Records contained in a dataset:
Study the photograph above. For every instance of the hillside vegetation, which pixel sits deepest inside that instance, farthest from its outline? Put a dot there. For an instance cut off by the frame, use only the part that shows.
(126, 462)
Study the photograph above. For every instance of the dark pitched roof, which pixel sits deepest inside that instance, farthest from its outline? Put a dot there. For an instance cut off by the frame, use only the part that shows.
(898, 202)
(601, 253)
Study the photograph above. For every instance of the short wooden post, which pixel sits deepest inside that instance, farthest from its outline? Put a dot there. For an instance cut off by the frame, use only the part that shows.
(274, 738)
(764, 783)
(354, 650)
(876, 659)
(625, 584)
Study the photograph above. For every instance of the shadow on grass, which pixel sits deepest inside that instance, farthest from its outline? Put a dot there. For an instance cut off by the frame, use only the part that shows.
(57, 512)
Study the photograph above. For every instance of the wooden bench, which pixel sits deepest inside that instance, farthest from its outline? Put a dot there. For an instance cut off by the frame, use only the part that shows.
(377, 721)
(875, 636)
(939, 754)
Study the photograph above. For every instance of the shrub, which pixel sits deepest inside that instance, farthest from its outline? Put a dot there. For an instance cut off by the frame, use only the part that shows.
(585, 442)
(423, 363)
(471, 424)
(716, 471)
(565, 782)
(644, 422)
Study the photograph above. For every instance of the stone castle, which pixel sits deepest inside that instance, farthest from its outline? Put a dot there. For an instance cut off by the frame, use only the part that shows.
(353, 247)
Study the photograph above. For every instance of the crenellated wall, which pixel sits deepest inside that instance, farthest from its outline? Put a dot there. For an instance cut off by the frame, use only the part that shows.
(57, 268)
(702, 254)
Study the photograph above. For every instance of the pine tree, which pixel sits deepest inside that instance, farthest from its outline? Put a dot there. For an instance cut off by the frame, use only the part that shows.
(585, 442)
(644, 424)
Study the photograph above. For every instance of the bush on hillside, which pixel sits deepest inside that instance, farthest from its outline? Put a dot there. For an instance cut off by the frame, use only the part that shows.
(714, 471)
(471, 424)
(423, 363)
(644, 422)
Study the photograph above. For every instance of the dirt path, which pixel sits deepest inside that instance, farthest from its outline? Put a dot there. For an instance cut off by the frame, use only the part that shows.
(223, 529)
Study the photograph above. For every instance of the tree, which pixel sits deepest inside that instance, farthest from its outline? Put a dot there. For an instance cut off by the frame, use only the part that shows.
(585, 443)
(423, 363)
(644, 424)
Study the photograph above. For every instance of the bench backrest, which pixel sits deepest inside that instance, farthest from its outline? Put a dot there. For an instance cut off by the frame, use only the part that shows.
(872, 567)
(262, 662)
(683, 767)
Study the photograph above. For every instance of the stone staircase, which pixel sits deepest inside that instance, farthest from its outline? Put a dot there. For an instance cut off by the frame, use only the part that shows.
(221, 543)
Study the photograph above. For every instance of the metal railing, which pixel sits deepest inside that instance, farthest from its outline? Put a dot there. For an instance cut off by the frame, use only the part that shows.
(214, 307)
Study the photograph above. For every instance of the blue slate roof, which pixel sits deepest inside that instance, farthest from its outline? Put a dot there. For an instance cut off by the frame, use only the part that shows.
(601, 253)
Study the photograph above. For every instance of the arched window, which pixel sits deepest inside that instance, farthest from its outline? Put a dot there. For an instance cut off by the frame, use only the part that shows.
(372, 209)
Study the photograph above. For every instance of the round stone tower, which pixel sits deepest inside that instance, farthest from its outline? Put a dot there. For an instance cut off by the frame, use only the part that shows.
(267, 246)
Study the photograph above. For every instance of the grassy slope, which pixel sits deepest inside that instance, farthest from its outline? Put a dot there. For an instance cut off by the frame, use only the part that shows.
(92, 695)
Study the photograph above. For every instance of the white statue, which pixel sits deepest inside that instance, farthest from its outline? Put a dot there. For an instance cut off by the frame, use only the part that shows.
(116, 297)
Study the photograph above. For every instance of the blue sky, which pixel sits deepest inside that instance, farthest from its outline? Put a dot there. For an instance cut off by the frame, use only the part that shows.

- [Written instruction] Every entry needs to be retyped exactly.

- [Complete response]
Study the photograph above. For every instance of the hillside vegetation, which pixel sits deepest inside that instance, farthest from its outline? Put a dot there. For an instance cut off by the frame, use only the part that shows.
(126, 462)
Study the photograph above. For every instance of the dark pitched roof, which pixel sits deepest inside that instance, farthest from its outline? Put a dot there. For an instance cut off by the frame, use only the part that shows.
(898, 202)
(601, 253)
Study the photograph above. For every instance of the short wooden post, which pixel sits deepest inside that instance, farthest from its outline? Put a dot there. For an instance cut off by the frame, use only the part that shows.
(274, 738)
(764, 783)
(354, 650)
(876, 659)
(625, 584)
Study the photograph above. For every instance of the shadow on grass, which pixel sits deepest inside that instance, farthest from its outline? Put a dot there. For an instance cut off by the frame, use only the part that shows.
(57, 512)
Study the photograph above. For every instance of the wooden bench, which pixel sits deepest inside that instance, farthest from its outline? Put a dot there. For an instance cut off by the frame, use only the part that shows.
(377, 721)
(875, 636)
(939, 754)
Study the photograph above. For every instance of the shrub, which pixel sits deepest inside that instance, farthest from its outline? Put a dot there. For an instance cut off by the frame, use only the part that shows.
(585, 442)
(423, 363)
(471, 424)
(716, 471)
(565, 782)
(644, 422)
Study the photograph above. For every instance of the stone castle, which pixel sits deepest inside that instance, farthest from its outline? Put a dot there. For an instance cut off by the frame, use only the part that shows.
(353, 247)
Study the photograph above. For every instance of the crenellated wall, which pixel sits deepest inside that instance, farthest from its outline? Put a dot there. For an instance cut off by the frame, use only the part that shows.
(57, 268)
(702, 254)
Study the photograph above. For every instance of the pine tree, which pixel sits deepest inside that instance, farthest from its outline? Put a dot there. For an instance cut off by the frame, use only the part that shows.
(585, 442)
(644, 424)
Study the photograph above. For every instance of the bush on hillside, which pixel sits deepest inside that instance, farthest from its outline? Put a dot there. For an instance cut off by the frame, use only the part that shows.
(714, 471)
(471, 424)
(423, 363)
(644, 422)
Study the photograph above. For every instance of the dirt path, which pixel sits deepest inside that instance, farthest from its outline? Put a dot there. For an instance cut off by the frame, use only the part that shows.
(223, 529)
Study the photograph above. For every instance of the tree, which pixel sits deepest inside that instance, farthest from its outline? Put a dot there. For an instance cut off by the frame, use only the part that shows.
(585, 443)
(423, 363)
(644, 424)
Study the photograph above. For every instance of the bench backrest, which pixel sits deepest inside that instance, farthest from its outline? Put a dot there. For an instance cut off by the frame, use only the part that shows.
(872, 567)
(262, 662)
(683, 767)
Study the photograph above. For every instance of the stone staircase, which pixel sits deepest inside that instance, farthest from its outline? Put a dot there. For an instance cut off by the frame, use only the part that shows.
(221, 543)
Study the photograph above. For every instance of the metal railing, which pixel sits deepest inside that instance, farthest from its outline? Put a dot there. For an instance cut off by the frame, use only the part that shows.
(214, 307)
Study the photograph above. For every instance of the blue slate roof, which pixel sits deepest inside that instance, farthest from its outline? Put a dot there. For an instance cut off by the frame, use only the part that shows.
(601, 253)
Study the photograph above. For every instance of the arched window, which pixel sits deepest inside that instance, farthest from its outline? Put a dot there. For an instance cut off by the frame, use only the part that shows.
(372, 209)
Study the photograph above. For every instance of the round stone tower, which pixel sits deepest inside that instance, farthest from its outline? Put a dot there. For an instance cut off by the frame, use only the part that shows.
(267, 246)
Study the photograph above. For every instance of the grassy slope, which pixel sits deepest inside that instance, farthest from its outline? Put a dot there. For an instance cut off by the frame, use only the part that shows.
(92, 695)
Study the photograph above. For every instance of the white statue, which pixel sits deepest inside that instance, farthest from its outline? Put a dot there. For an instance cut off by the frame, use only the part that shows.
(116, 297)
Study the photograph above. For every instance of the blue sky, which pixel sits deepest inside that instance, farthest from its outline? Put a dot there. For an instance cut off by the frame, use only the part that shows.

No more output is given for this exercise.